### Vorliegender Text ###

Am 10. April 2012 bat der Kläger um eine nochmalige Prüfung des Sachverhalts. Er wiederholte diese Bitte am 25. Mai 2012 und bat um Offenlegung der Berechnungsgrundlagen für die Entscheidung.

Mit Schreiben vom 6. Juni 2012 ergänzte der Beklagte, dass eine volle Kostenübernahme für eine Assistenzkraft im Rahmen der Vorschrift des § 27 SchwbAV nicht vorgesehen sei. Man habe sich hier aufgrund der Schwere der Behinderung bei der Ermessensausübung im Rahmen des § 27 SchwbAV an § 17 SchwbAV angelehnt. § 17 SchwbAV betreffe eine direkte Förderung an den schwerbehinderten Menschen, wobei die maximale Regelförderung nach den geltenden Empfehlungen 1.100,00 Euro betrage - diese Förderung übersteige die Fördersätze für Leistungen an den Arbeitgeber erheblich.

Am 22. Juni 2012 nahm der Kläger erneut Stellung und wies darauf hin, dass § 27 SchwbAV keine Begrenzung der Zuschusshöhe vorsehe, vielmehr sei gem. §§ 27 Abs. 3 i. V. m. 26 Abs. 2 SchwbAV auf den Einzelfall abzustellen. Da die ermessensleitenden Empfehlungen, welche der Entscheidung zugrunde lägen, nicht mitgeteilt worden seien, habe der Beklagte gegen die Begründungspflicht des § 35 SGB X verstoßen.

Mit Schreiben vom 30. Juli 2012 teilte der Beklagte nochmals mit, dass eine volle Kostenübernahme nicht möglich sei. Die Ermessensentscheidung erfolge in der Regel anhand interner Empfehlungen, um Ungleichbehandlungen zu vermeiden. Von den Empfehlungen werde im Einzelfall abgewichen, wenn es erforderlich sei. Dies sei hier geschehen.

### Verfügbare Daten ###

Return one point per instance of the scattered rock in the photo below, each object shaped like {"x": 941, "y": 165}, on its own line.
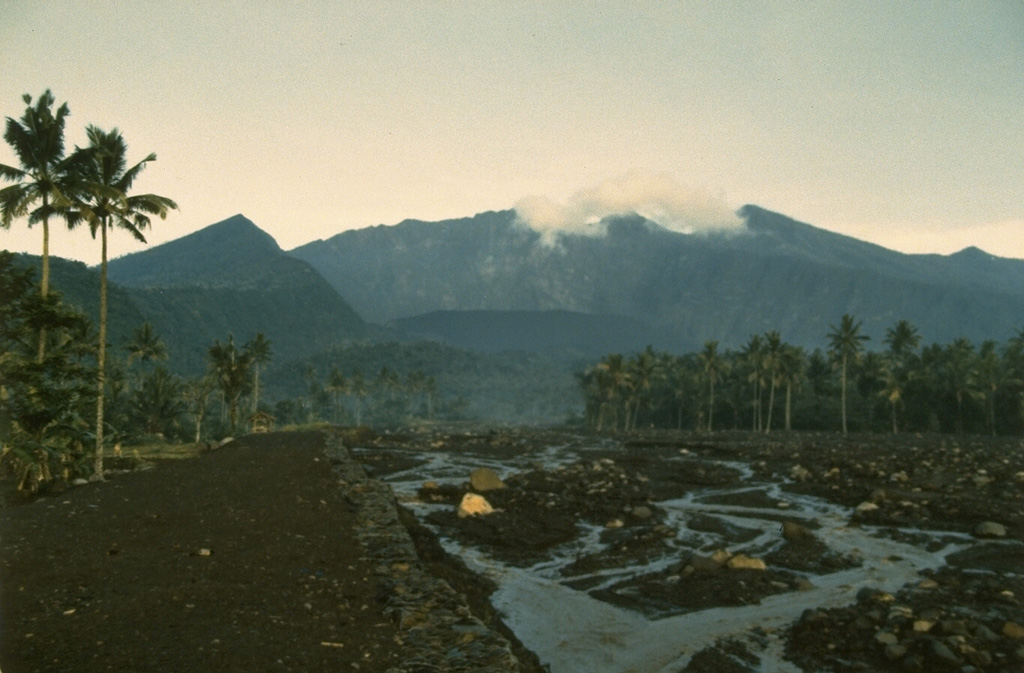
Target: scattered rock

###

Aufgaben |
A. Übersetze aus dem Text zum Streit um die Kostenübernahme für eine Assistenzkraft den Satz „Die Ermessensentscheidung erfolge in der Regel anhand interner Empfehlungen, um Ungleichbehandlungen zu vermeiden.“ ins Englische.
B. Führe den Text zum Streit um die Kostenübernahme für eine Assistenzkraft im Anschluss an seinen letzten Satz weiter.

Lösungen |
A. The discretionary decision was generally made on the basis of internal recommendations in order to avoid unequal treatment.

B.
Mit Widerspruchsbescheid vom 11. Oktober 2012 wies der Beklagte den Widerspruch zurück.

Leistungen an Arbeitgeber zur Abgeltung von außergewöhnlichen Belastungen, die infolge personeller Unterstützung schwerbehinderter Mitarbeiter entstehen, hätten ihre Rechtsgrundlage in § 102 Abs. 1 Satz 1 Nr. 3, Abs. 3 Satz 1 Nr. 2 Buchst. e SGB IX i. V. m. § 17 Abs. 1 Satz 1 Nr. 2 Buchst. e, § 27 Abs. 1 SchwbAV. Um der Ermessensentscheidung im Sinne des Art. 3 GG gerecht zu werden, seien landesweit einheitliche ermessensleitende Empfehlungen erarbeitet worden. Der Bescheid vom 16. Februar 2012 sei unter Berücksichtigung dieser Empfehlungen erlassen worden. Der vorliegende Fall sei wegen des hohen Unterstützungsbedarfs und der schweren Behinderung von Frau L. als besonders gelagerter Einzelfall behandelt worden. Es sei daher eine Anlehnung an die "Empfehlungen zu § 17 SchwbAV" erfolgt. Die durch den Beklagten herangezogene Richtlinie sehe eine maximale Förderung des Arbeitnehmers in Höhe von 1.100,00 Euro pro Monat vor. Dieser Regelfördersatz überschreite die Regelförderung, die im Rahmen des § 27 SchwbAV an den Arbeitgeber geleistet werden könne. Bei einem Bruttogehalt der Unterstützungskraft von 1.600,00 Euro pro Monat werde der Arbeitgeber hier durch den Zuschuss erheblich entlastet. Wegen der Unkenntnis des Klägers von den ermessensleitenden Empfehlungen sei der Bescheid vom 16. Februar 2012 nicht aufzuheben.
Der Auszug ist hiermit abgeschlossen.